(INPUT FOR THIS TASK Opens)

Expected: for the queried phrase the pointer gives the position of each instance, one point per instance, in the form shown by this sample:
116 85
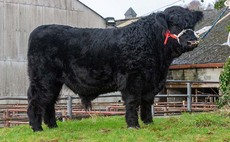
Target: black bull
133 60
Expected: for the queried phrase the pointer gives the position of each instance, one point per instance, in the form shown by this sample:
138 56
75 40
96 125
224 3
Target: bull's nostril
192 43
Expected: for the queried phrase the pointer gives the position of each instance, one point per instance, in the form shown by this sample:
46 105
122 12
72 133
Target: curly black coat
132 59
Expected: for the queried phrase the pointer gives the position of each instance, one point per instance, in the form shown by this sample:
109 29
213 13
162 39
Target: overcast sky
117 8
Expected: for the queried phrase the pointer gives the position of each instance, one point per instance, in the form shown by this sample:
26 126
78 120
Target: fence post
152 109
189 97
69 107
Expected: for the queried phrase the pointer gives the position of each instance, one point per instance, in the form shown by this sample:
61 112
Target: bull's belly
88 84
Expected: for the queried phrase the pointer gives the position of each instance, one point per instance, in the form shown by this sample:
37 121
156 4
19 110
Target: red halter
167 35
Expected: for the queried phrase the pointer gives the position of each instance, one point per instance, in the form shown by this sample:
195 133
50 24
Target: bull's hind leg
146 109
42 98
49 111
131 107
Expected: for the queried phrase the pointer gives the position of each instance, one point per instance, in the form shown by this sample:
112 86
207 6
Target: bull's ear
161 21
198 16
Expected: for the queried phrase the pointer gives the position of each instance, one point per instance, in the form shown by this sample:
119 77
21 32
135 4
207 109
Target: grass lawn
203 127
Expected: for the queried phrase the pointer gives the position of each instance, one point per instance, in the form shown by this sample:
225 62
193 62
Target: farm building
204 63
18 19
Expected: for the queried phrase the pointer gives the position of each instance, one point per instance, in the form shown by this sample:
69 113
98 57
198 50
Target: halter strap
177 37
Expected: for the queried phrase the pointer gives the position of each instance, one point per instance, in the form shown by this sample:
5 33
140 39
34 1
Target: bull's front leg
147 100
131 105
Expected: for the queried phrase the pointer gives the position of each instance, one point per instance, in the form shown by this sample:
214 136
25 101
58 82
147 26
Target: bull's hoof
133 127
148 122
37 129
53 126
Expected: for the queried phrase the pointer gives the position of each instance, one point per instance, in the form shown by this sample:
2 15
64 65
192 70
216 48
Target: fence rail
162 107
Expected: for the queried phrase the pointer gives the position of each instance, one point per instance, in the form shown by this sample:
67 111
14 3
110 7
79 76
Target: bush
225 85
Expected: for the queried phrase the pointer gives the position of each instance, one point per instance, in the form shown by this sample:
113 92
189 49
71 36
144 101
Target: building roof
130 13
90 9
211 48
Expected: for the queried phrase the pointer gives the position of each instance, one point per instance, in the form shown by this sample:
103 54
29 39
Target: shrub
225 85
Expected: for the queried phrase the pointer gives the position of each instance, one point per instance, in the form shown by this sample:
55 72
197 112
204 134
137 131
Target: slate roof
130 12
210 50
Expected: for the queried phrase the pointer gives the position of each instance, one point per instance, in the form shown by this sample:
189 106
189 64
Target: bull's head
178 24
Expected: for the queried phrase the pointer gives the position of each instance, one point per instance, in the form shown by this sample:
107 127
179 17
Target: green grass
204 127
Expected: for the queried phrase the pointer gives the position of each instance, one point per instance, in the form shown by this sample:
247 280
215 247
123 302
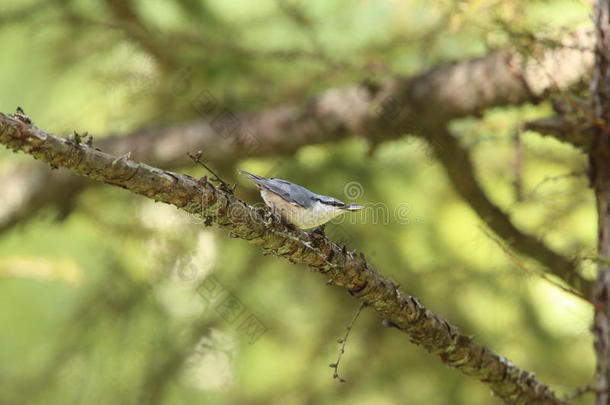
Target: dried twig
343 341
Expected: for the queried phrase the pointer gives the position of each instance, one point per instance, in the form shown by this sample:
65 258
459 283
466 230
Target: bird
297 205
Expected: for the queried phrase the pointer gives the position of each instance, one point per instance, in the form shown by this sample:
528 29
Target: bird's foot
320 230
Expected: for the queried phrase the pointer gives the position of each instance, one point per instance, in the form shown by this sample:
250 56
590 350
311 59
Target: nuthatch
297 205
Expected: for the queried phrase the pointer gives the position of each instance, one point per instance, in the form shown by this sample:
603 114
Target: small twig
197 159
343 341
518 165
519 263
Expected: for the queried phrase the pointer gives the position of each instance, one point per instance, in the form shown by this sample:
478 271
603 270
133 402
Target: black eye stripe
333 203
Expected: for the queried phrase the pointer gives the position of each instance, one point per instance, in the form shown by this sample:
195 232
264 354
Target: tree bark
343 268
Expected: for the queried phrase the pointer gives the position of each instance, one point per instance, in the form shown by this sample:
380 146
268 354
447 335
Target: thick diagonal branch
346 269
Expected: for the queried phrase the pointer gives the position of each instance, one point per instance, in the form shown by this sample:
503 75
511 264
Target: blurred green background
106 305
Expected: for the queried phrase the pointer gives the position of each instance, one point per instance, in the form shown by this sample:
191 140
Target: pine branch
346 269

(INPUT FOR THIS TASK Closes)

The expected output is every entry above, character for character, with no pictures.

Expected: for the queried phrase the pointer gives the position of each instance, one point per instance, in the form shown by this sample:
116 85
Target: black bull
133 60
Expected: for the queried phrase the pointer gives the position of each instance, one point per instance, in the form shown by this sample:
138 56
75 40
96 125
224 3
Target: bull's nostril
192 43
Expected: for the queried phrase the pointer gives the position of each instance, one point per instance, in the form shown by this sample:
46 105
122 12
72 133
Target: curly black coat
132 59
Expected: for the queried phrase the pointer gives the position of each instance, one point per instance, in the form shown by this sample:
109 29
213 13
162 39
Target: overcast sky
117 8
Expected: for the queried phrase the pointer gives the position of each instance, one point per instance, in the form shown by this sample:
26 126
78 120
Target: fence post
152 109
189 97
69 107
Expected: for the queried phrase the pointer gives the position of each instance, one point per instance, in the form shown by this sample:
61 112
Target: bull's belly
88 84
Expected: for the queried phrase the pointer gives the position of each instance, one point per instance, in the form shown by this sample:
37 121
156 4
19 110
Target: red halter
167 35
Expected: for the queried phrase the pointer gives the position of each instance, one point per instance, in the form shown by this sample:
195 133
50 24
Target: bull's hind leg
146 109
42 98
49 111
131 107
Expected: for the queried phrase the pointer gives the position of each instance, one point per instance, in the form shown by this sample:
112 86
207 6
Target: bull's ear
161 21
198 16
Expected: for the queried phrase the pointer gives the position of each instance, one point per instance, in the form shown by this sample:
119 77
21 32
135 4
207 109
Target: grass lawn
203 127
Expected: for the queried phrase the pointer gives the position of each instance, one point per instance, in the form shown by this sample:
225 62
193 62
Target: farm building
204 63
18 19
Expected: for the queried phrase the pointer gives the position of each instance, one point per instance, in the form shown by this sample:
69 113
98 57
198 50
Target: halter strap
177 37
Expected: for the queried phrase the pointer gives the position of each instance, one point per instance, in the form shown by this sample:
5 33
140 39
34 1
Target: bull's front leg
147 100
131 105
Expected: for the queried phrase the pointer gives the position of each instance, one point per instance, in the form shown by this sample:
214 136
25 101
58 82
147 26
Target: bull's hoof
133 127
148 122
37 129
53 126
Expected: for the queried phrase the pointer gives the position of each instance, one point per instance, in the form shown by this sample:
2 15
64 65
192 70
216 48
Target: fence rail
162 107
Expected: for the queried phrase the pointer gives the position of each instance, one point per instance, in the form shown by this sample:
67 111
14 3
110 7
79 76
Target: bush
225 85
Expected: for the queried phrase the pointer gives the position of each instance, one point per instance, in the form shown by this sample:
113 92
189 49
71 36
144 101
Target: building roof
130 13
90 9
211 48
Expected: for the queried phrase the pointer gives the position of each instance, one point per instance, in the form shown by this sample:
103 54
29 39
Target: shrub
225 85
Expected: for the queried phrase the pointer gives the position of each instance, one point per instance, in the form shown by this sample:
55 72
197 112
204 134
137 131
Target: slate roof
130 12
210 50
Expected: for the queried phrase the pointer gives the position of each instance, one point per instance, in the form shown by this sample:
189 106
189 64
Target: bull's head
178 24
Expected: for the queried phrase the pointer gives the position of each instance, one point per instance, in the form shown by this sample:
107 127
179 17
Target: green grass
204 127
Expected: for the queried phrase the pointer gives the position of each instance, one point per instance, in the form shown by this sample:
247 280
215 247
123 302
Target: dried twig
343 341
Expected: for the queried phrase the pointer gives the position of each instance, one point per instance, in the form shown by this sample:
65 258
459 283
466 230
Target: bird
297 205
Expected: for the queried phrase the pointer gives the position of each instance, one point per instance, in the form shown by this sample:
528 29
Target: bird's foot
320 230
Expected: for the queried phrase the pointer gives the position of each instance, one point per instance, in the form shown by this sample:
250 56
590 350
311 59
Target: nuthatch
297 205
Expected: for the queried phrase the pointer gives the position of each instance, one point per instance, in the form shown by this sample:
603 114
Target: small twig
197 159
343 341
518 165
519 263
Expected: for the queried phrase the pointer gives the position of each instance, one point per instance, in the form shown by this sample:
478 271
603 270
133 402
Target: black eye stripe
333 203
Expected: for the queried phrase the pointer gives the position of each instance, one point per instance, in the form shown by this sample:
195 232
264 354
Target: tree bark
343 268
Expected: for the queried phrase the pointer gives the position of each instance, one point per instance, in the form shown by this sample:
380 146
268 354
447 335
Target: thick diagonal branch
346 269
Expected: for the queried phrase the pointer gives the position of each instance, one point per instance, in the form shown by this sample:
503 75
511 264
Target: blurred green background
106 305
Expected: for the queried phrase the pointer gives the position of each instance, one point per instance, in the form shown by this sample:
191 140
Target: pine branch
346 269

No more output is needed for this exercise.